== GIVEN INFORMATION

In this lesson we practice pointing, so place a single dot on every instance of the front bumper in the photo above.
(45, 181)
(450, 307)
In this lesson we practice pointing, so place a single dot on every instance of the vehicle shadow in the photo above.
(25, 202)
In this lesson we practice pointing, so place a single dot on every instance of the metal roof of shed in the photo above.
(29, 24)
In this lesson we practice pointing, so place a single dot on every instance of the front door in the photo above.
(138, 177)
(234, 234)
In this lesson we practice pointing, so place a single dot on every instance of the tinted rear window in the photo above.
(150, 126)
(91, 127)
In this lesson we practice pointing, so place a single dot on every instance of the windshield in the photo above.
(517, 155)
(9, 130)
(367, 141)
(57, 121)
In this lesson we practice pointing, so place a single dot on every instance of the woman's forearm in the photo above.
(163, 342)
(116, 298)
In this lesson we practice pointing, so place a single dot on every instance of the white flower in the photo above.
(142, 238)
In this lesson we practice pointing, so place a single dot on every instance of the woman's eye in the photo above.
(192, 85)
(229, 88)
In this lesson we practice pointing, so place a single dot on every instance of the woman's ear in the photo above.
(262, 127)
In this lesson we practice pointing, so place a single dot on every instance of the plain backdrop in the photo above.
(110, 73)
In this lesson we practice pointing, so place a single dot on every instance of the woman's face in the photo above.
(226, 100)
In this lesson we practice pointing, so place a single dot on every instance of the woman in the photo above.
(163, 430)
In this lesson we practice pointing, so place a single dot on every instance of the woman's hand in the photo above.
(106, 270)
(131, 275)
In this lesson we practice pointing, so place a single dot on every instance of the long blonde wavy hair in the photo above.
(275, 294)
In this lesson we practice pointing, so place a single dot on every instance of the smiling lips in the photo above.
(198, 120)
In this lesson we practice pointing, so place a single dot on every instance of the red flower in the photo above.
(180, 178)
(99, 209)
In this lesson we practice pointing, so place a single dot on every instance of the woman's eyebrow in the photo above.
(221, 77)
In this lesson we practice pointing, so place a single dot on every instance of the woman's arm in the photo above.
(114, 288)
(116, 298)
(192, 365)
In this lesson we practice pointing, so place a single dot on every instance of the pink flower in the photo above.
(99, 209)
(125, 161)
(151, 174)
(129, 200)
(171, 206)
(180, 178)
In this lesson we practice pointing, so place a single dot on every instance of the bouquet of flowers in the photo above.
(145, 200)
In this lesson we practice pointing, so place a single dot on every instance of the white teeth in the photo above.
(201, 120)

====

WHAT TO WORK ON:
Edit the data above by replacing "single dot" with "small mark" wherever it occurs, and leave every other word as it is.

ANSWER TO THIS EXERCISE:
In this lesson we practice pointing, so place a small mark on every instance of the front bumper in the photo above.
(45, 181)
(450, 307)
In this lesson we practice pointing, so place a small mark on every instance of the vehicle shadow in the photo above.
(25, 202)
In this lesson we practice pointing, so place a small mark on every instance of the metal roof of shed in the photo above.
(29, 24)
In this lesson we practice pointing, so place a small mark on every instance of the front door in the photo above.
(138, 177)
(234, 234)
In this lesson we practice pointing, so place a small mark on every instance of the tinted rear window in the photo above.
(150, 126)
(91, 127)
In this lesson we practice pointing, so place a small mark on every instance of the windshield in the photo above.
(517, 155)
(9, 130)
(367, 141)
(57, 121)
In this lesson we practice pointing, so place a small mark on every instance of the woman's forearm in the photo above.
(163, 342)
(116, 298)
In this lesson we practice pointing, so place a small mark on every instance of the white flower in the photo above.
(142, 238)
In this lesson we practice pointing, so place a small mark on every instance of the woman's eye in the photo above.
(192, 85)
(229, 88)
In this lesson we practice pointing, so place a small mark on every instance of the woman's ear in the photo above.
(262, 127)
In this lesson we practice pointing, so place a small mark on every instance of the plain backdrop in the photo above.
(110, 73)
In this lesson we practice pointing, so place a small mark on every instance of the woman's face in the photo above.
(226, 100)
In this lesson we practice pointing, so place a small mark on every instance of the woman in the photo above.
(163, 430)
In this lesson we practice pointing, so place a small mark on every instance of the woman's hand in the photo above.
(106, 270)
(131, 275)
In this lesson we practice pointing, so place a small mark on every instance of the long blonde wavy hair in the photo above.
(275, 294)
In this lesson we practice pointing, so place a small mark on every instance of the smiling lips in the photo above.
(198, 120)
In this lesson we practice pointing, so place a small mark on every instance of the red flower in the photo above.
(180, 178)
(99, 209)
In this lesson we practice pointing, so place a small mark on every instance of the woman's eyebrow in the photo above.
(221, 77)
In this lesson we practice pointing, so place a small mark on every instance of the woman's arm in the photo above.
(114, 288)
(116, 298)
(192, 365)
In this lesson we practice pointing, so place a small mark on every instance of the pink flower in the photo above.
(99, 209)
(125, 161)
(151, 174)
(129, 200)
(171, 206)
(180, 178)
In this lesson we practice pointing, so place a small mark on every instance of the bouquet of flowers in the photo above.
(145, 200)
In this lesson we practice pointing, so place a small mark on every instance of the white teeth in the photo above.
(201, 120)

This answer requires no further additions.